• Prompt: Your reply should be one number: how many lines of the records below contain the string "flower".

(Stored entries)
----------
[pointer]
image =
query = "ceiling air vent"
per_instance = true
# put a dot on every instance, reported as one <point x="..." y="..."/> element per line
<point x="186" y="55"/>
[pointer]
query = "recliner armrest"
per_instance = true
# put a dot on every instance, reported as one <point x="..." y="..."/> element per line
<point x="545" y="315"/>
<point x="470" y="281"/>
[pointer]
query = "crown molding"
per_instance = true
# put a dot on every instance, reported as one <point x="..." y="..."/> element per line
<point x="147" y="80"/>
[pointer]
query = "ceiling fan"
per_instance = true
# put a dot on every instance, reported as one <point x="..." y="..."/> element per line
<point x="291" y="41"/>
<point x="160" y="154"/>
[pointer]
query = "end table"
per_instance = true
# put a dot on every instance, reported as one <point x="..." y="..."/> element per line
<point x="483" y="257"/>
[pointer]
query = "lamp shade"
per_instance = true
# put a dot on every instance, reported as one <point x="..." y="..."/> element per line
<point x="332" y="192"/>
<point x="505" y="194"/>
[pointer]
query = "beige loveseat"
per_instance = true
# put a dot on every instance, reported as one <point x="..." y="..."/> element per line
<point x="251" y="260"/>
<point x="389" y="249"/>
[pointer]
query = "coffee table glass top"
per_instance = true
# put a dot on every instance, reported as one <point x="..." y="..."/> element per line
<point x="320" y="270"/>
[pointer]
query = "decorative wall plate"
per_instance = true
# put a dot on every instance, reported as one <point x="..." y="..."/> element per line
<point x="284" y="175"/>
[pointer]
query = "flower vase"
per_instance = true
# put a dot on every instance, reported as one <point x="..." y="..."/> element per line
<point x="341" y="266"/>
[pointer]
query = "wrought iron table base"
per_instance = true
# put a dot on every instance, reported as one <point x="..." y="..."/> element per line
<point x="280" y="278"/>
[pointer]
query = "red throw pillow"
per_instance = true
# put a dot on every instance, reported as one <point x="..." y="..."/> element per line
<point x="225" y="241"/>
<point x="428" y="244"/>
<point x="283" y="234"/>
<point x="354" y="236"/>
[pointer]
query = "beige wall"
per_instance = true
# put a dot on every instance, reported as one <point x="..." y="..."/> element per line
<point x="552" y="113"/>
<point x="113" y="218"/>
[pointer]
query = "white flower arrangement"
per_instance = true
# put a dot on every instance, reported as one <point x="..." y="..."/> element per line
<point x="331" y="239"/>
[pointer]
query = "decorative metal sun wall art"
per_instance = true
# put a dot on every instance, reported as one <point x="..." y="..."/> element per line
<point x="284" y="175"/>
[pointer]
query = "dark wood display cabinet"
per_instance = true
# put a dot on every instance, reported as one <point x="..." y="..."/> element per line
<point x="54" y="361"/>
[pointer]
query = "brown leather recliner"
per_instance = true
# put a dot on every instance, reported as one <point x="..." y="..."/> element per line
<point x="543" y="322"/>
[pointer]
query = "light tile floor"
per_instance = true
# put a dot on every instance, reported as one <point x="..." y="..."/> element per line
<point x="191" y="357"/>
----------
• Task output: 2